**EXERCISE**
From the passage below on sampling river headwaters in Asia, copy word for word the stretch from "We repeatedly sampled" through "isolated permafrost cover.".

We repeatedly sampled 50 rivers in the headwaters of the largest river systems of Asia (Yellow, Yangtze, Lancang, Nu, Derung, Yarlung Tsangpo, Marja Tsangpo and Indus Rivers; Fig. 1a) during the ice-free season between April and October over more than 3 years. The sampled headwaters cover a total area of approximately 780,000 km², span elevations from 1,650 m to 4,820 m above sea level, and drain all major lithologies of the QTP, including a variety of sedimentary, igneous and metamorphic rocks (Extended Data Fig. 1b and Supplementary Tables 1 and 2). We include basins on the cold plateau underlain by continuous permafrost and catchments draining warmer landscapes with discontinuous, sporadic or isolated permafrost cover.

**INFORMATION PROVIDED**
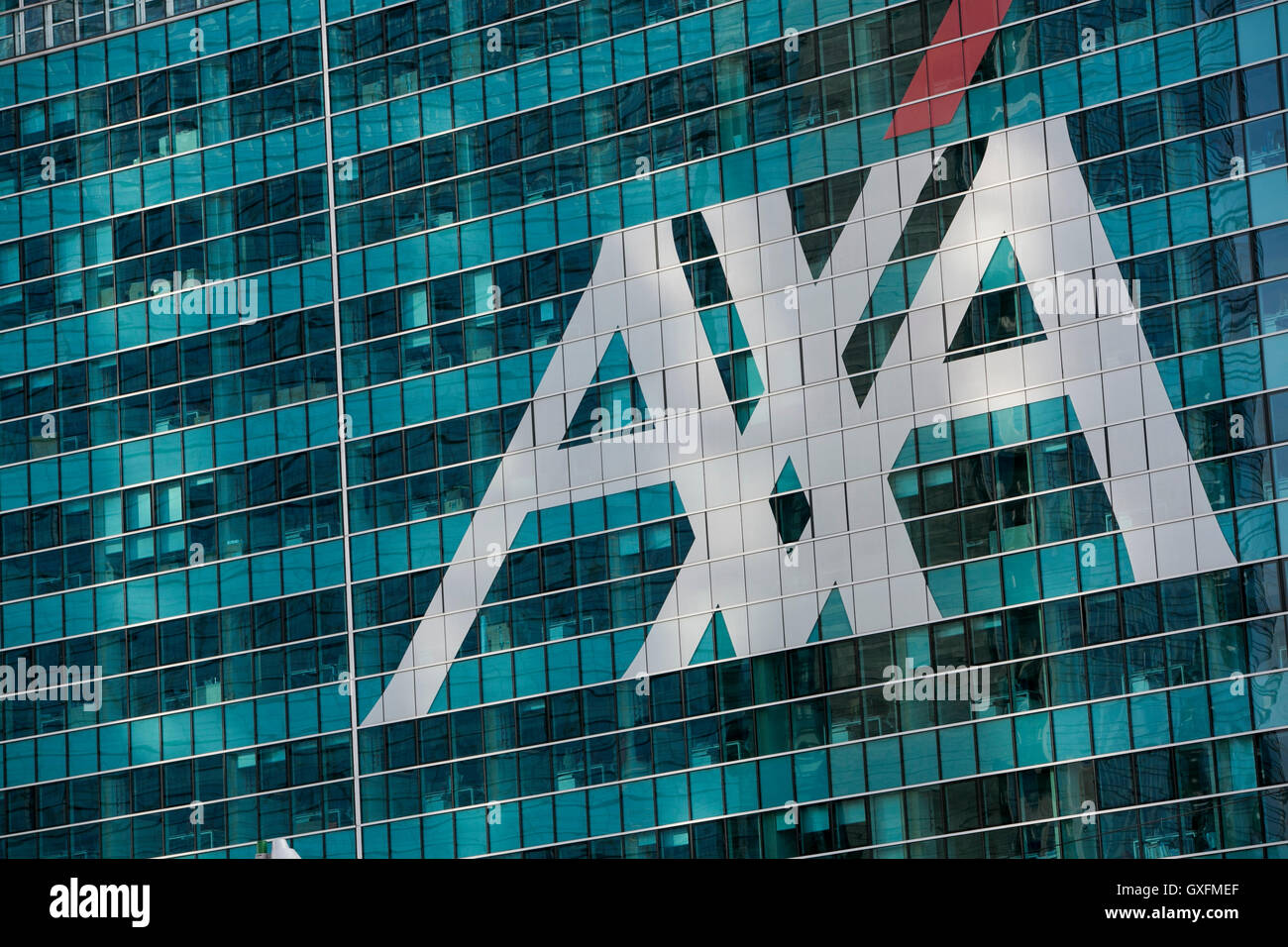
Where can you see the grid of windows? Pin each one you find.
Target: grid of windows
(310, 316)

**EXPECTED ANSWER**
We repeatedly sampled 50 rivers in the headwaters of the largest river systems of Asia (Yellow, Yangtze, Lancang, Nu, Derung, Yarlung Tsangpo, Marja Tsangpo and Indus Rivers; Fig. 1a) during the ice-free season between April and October over more than 3 years. The sampled headwaters cover a total area of approximately 780,000 km², span elevations from 1,650 m to 4,820 m above sea level, and drain all major lithologies of the QTP, including a variety of sedimentary, igneous and metamorphic rocks (Extended Data Fig. 1b and Supplementary Tables 1 and 2). We include basins on the cold plateau underlain by continuous permafrost and catchments draining warmer landscapes with discontinuous, sporadic or isolated permafrost cover.